▸ SOURCE PASSAGE
Are there any flaws or bugs in what I have implemented so far? Have I missed any cases? Do you see any off-by-one errors? Any general suggestions, style improvements, or potential undefined behavior et cetera.

Part 1:

#include <stdio.h>
#include <stdlib.h>
#include <ctype.h>
#include <string.h>
#include <errno.h>
#include <stdint.h>

#define BUFSIZE 256

struct digit_pair {
    unsigned int first;
    unsigned int last;
};

static struct digit_pair first_last_digits(const char *buf)
{
    unsigned int first = 0;
    unsigned int last = 0;

    /* Note: This would return true for 0, but 0 is not part of the 
     * problem specification, or the input, so we don't need to check
     * for it.
     */
    for (size_t i = 0; buf[i]; ++i) {
        if (isdigit((unsigned char) buf[i])) {
            first = !first ? buf[i] - '0' : first;
            last = buf[i] - '0';
        }
    }

    return (struct digit_pair) { first, last };
}

static uintmax_t calibration_total(FILE *stream)
{
    char buf[BUFSIZE];
    uintmax_t total = 0;
    unsigned int first = 0;
    unsigned int last = 0;

    while (fgets(buf, sizeof buf, stream)) {
        /* If EOL was seen, parse it normally.
         * Else keep the intermediate first value, and continue updating last
         * until the EOL is actually seen.
         */
        struct digit_pair new = first_last_digits(buf);

        if (!first) {
            first = new.first;
        }

        if (new.last) {
            last = new.last;
        }

        const size_t len = strlen(buf);

        if (len > 0 && buf[len - 1] != '\n') {
            continue;
        }

        total += first * 10 + last;
        first = last = 0;
    }
    return total;
}

int main(int argc, char **argv)
{
    if (!argv[0]) {
        fputs("Fatal - A null argv[0] was passed in.", stderr);
        return EXIT_FAILURE;
    }

    if (argc != 2) {
        fprintf(stderr, "Error - No file provided.\n"

▸ RECORD SET
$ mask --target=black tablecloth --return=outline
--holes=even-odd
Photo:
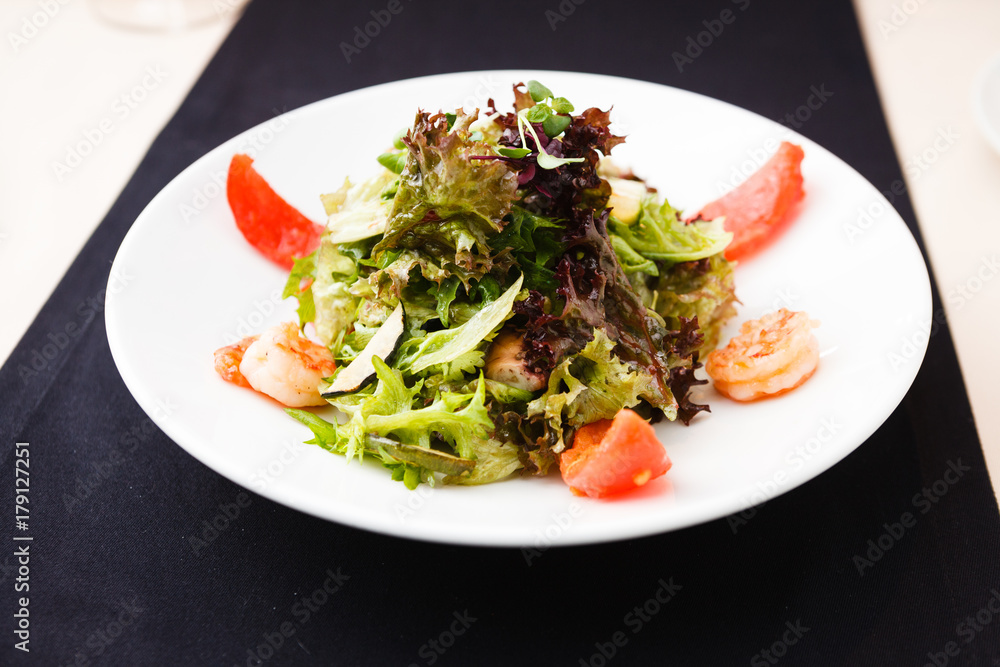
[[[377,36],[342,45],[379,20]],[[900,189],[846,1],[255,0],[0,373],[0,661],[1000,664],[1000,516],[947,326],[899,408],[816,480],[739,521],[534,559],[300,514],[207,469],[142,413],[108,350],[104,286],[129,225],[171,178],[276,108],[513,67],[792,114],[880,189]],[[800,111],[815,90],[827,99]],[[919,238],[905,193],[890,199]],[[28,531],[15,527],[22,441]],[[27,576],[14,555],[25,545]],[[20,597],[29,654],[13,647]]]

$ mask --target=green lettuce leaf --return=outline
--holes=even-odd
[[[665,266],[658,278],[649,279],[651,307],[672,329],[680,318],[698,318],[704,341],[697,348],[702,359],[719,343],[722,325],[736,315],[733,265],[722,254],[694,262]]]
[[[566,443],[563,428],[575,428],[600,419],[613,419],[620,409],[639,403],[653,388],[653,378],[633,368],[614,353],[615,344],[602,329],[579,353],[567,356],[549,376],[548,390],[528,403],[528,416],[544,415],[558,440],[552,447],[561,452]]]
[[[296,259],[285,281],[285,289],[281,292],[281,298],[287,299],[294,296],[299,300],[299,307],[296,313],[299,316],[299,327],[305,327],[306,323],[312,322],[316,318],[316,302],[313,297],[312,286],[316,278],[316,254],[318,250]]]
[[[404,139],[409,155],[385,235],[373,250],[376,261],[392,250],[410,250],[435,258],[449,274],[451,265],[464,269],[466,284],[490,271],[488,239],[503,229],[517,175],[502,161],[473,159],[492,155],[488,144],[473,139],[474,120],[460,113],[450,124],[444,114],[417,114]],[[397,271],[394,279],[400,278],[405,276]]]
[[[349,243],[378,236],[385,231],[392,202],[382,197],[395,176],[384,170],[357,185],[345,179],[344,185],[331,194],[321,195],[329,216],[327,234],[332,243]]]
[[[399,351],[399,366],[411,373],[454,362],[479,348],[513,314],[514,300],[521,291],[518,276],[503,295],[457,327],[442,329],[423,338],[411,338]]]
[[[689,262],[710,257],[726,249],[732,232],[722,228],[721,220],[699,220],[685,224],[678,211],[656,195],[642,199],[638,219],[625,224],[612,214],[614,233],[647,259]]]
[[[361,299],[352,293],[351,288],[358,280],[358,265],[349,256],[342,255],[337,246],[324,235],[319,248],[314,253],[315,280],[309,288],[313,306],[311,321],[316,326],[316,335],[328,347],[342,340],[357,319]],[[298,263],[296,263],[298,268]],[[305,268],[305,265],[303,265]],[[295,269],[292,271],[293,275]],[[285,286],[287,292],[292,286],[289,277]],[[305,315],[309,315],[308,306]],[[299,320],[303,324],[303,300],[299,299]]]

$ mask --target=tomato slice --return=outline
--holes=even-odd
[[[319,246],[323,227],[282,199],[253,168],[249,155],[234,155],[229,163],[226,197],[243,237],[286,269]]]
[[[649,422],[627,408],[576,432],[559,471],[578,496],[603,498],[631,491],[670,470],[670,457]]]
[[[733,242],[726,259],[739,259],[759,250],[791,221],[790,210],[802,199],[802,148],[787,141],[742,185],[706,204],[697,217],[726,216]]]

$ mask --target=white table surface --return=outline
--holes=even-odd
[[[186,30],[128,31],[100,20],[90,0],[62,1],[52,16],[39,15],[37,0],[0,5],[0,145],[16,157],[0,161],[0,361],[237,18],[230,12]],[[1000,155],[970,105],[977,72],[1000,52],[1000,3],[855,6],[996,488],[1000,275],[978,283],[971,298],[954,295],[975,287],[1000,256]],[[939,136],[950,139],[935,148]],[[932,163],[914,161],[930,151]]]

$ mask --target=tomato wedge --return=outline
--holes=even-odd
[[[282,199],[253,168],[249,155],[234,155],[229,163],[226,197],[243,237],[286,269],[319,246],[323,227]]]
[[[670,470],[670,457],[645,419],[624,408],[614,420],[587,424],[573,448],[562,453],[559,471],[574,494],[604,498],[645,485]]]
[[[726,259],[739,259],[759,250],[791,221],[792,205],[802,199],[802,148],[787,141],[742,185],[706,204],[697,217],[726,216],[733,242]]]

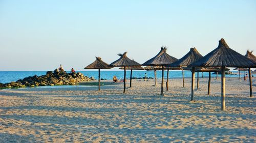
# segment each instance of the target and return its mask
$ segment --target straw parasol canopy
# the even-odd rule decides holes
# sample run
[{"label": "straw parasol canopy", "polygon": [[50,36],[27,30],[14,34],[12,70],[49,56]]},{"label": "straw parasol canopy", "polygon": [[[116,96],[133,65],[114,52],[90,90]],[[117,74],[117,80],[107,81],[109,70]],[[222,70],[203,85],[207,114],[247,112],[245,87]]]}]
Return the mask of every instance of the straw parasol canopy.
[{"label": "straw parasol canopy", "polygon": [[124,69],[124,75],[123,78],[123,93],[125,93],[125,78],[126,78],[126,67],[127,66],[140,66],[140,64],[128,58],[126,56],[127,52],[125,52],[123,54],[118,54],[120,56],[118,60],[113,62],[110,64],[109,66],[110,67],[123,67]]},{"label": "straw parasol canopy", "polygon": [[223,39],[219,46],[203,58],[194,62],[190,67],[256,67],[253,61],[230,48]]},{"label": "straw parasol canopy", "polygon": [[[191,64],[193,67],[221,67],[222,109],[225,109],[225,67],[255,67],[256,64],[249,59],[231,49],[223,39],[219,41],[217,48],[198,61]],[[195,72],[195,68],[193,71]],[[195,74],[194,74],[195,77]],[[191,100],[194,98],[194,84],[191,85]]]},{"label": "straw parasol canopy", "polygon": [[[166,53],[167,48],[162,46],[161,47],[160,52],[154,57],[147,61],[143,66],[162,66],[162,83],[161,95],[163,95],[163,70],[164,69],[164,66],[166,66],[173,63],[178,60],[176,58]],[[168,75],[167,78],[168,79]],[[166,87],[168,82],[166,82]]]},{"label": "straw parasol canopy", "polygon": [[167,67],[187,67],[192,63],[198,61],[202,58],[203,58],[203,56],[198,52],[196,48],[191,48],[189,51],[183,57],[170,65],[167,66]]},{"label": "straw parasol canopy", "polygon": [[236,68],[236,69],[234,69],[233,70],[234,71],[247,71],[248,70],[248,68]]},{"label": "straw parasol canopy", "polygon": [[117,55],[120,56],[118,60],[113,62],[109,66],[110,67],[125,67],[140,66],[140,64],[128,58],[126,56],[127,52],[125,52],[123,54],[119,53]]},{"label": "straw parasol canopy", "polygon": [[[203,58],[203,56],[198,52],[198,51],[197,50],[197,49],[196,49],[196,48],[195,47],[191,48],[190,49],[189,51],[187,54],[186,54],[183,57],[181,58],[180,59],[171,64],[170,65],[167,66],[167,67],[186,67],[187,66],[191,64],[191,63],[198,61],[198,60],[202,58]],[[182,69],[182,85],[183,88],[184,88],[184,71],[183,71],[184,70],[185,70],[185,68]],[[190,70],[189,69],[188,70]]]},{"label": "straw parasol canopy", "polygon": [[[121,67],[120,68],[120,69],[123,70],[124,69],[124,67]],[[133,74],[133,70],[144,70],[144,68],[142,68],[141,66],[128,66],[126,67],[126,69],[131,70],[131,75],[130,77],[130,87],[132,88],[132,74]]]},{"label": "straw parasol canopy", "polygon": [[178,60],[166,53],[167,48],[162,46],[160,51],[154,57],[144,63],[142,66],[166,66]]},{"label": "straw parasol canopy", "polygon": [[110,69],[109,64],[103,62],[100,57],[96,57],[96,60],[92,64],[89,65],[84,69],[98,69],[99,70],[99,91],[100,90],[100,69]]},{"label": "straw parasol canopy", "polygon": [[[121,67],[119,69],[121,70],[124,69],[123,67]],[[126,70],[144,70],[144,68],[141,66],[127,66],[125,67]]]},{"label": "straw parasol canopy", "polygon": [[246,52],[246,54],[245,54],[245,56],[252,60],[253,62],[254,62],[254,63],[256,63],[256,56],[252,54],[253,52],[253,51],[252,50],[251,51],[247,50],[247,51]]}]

▸ SHORT EXERCISE 1
Can you return everything in the code review text from "if (len > 0" down to "argc, char **argv)"?
▸ SHORT EXERCISE 2
Which header files does the code review text include with #include?

▸ EXERCISE RESULT 1
if (len > 0 && buf[len - 1] != '\n') {
            continue;
        }

        total += first * 10 + last;
        first = last = 0;
    }
    return total;
}

int main(int argc, char **argv)

▸ EXERCISE RESULT 2
stdio.h, stdlib.h, ctype.h, string.h, errno.h, stdint.h